» **Exercise directions**: The lines to be copied run from the one containing "Teacher note: locate the black mouse" to the end of the material below; reproduce them exactly, including both ends, and nothing more.

» **Dataset extract**:

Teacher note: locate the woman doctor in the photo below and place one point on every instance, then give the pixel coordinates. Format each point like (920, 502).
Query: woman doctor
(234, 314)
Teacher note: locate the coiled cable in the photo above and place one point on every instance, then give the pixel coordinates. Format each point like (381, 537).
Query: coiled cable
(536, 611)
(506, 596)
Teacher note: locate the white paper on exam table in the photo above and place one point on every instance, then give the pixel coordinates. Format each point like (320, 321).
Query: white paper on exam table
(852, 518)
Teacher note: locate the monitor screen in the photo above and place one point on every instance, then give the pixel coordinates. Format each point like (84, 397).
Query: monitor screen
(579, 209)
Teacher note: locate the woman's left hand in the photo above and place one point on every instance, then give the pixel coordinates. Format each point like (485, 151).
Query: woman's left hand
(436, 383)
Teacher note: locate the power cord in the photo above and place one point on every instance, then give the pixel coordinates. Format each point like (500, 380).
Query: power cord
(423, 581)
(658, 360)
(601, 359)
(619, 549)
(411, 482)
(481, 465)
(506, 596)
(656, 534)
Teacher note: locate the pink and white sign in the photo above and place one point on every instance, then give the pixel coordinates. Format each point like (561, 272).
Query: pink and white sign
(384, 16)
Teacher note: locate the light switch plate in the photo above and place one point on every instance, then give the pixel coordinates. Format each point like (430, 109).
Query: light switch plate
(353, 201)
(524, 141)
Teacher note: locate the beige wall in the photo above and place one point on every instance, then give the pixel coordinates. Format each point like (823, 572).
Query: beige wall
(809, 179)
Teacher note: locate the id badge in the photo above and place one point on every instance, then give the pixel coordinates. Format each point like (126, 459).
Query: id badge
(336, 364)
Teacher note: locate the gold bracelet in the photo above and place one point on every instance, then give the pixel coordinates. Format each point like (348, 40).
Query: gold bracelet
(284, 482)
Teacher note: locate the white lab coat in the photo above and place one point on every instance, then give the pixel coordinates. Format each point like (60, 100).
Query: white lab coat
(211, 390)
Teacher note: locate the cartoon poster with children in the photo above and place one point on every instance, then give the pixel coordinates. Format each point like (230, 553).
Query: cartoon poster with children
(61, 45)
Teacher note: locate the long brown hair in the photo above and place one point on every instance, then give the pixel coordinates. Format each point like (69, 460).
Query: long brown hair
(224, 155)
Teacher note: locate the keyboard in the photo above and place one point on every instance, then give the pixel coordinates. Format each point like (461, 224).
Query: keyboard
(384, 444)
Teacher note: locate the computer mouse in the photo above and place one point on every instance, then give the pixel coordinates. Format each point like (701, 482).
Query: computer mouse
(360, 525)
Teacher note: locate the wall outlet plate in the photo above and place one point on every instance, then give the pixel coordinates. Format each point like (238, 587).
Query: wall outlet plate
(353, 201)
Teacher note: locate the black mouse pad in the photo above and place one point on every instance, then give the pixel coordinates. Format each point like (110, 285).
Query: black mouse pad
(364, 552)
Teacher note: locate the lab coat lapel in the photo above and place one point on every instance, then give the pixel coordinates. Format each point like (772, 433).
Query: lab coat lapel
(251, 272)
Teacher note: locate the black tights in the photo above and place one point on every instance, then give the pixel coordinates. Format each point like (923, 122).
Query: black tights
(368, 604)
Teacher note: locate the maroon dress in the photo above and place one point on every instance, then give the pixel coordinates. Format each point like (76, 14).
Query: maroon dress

» **Exercise solution**:
Teacher note: locate the black mouse pad in the photo above and place one point on every instance, then give the pixel coordinates. Format each point like (110, 285).
Query: black mouse pad
(364, 552)
Teacher note: locate the lab coat lapel in the photo above and place one point on every instance, then give the pixel coordinates. Format each point like (772, 433).
Query: lab coat lapel
(251, 272)
Teacher note: locate the black tights in the photo above and place one point on every instance, then give the pixel coordinates. Format each point like (923, 122).
Query: black tights
(368, 604)
Teacher note: locate the maroon dress in the photo above and place one point on every instance, then give the pixel coordinates. Format each point like (76, 14).
Query: maroon dress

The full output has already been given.